Exercise directions ::
What do the lines say, reproduced word for word, from the first of the entries below through the line bearing "Find the glass"?

Records provided ::
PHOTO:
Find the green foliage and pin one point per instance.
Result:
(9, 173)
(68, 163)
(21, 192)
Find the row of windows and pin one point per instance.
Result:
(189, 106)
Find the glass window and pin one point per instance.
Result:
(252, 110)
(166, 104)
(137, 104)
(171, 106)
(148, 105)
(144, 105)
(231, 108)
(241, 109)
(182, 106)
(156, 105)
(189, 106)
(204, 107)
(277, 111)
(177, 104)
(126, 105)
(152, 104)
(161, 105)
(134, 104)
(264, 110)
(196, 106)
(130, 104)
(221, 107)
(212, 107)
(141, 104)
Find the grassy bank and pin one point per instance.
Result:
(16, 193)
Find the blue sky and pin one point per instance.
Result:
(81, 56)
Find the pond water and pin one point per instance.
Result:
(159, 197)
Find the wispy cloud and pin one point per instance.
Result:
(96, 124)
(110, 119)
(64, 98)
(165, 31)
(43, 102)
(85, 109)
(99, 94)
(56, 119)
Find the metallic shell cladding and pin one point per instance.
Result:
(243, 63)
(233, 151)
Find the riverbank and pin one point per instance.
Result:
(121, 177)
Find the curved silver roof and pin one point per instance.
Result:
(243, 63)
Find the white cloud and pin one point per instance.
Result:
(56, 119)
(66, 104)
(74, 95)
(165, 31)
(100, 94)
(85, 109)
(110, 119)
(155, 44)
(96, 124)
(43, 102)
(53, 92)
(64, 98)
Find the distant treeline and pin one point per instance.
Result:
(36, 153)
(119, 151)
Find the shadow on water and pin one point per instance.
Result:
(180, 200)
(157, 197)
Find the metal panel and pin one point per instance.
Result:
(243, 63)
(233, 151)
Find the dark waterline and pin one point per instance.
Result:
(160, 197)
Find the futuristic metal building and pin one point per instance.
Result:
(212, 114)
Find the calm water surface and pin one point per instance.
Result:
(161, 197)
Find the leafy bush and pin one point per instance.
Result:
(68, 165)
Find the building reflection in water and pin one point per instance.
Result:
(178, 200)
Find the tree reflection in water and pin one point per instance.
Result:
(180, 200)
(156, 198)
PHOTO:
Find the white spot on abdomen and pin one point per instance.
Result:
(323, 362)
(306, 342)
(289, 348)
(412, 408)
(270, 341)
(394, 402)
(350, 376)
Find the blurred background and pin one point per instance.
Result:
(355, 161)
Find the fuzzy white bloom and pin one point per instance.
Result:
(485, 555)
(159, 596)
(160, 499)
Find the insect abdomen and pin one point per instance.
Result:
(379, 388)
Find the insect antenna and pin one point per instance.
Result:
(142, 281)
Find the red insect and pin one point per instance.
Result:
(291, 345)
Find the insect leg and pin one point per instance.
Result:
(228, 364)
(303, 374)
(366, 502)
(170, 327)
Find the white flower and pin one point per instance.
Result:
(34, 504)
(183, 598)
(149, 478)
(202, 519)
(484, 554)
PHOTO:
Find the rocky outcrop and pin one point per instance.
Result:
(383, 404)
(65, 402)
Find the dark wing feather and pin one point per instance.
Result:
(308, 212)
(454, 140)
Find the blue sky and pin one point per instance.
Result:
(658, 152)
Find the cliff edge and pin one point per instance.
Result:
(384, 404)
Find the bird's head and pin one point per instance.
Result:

Response area ::
PHOTO:
Find the green foliage and pin one point per instance.
Result:
(9, 173)
(68, 163)
(21, 192)
Find the row of windows and pin one point per instance.
Result:
(189, 106)
Find the glass window and pin one point per instance.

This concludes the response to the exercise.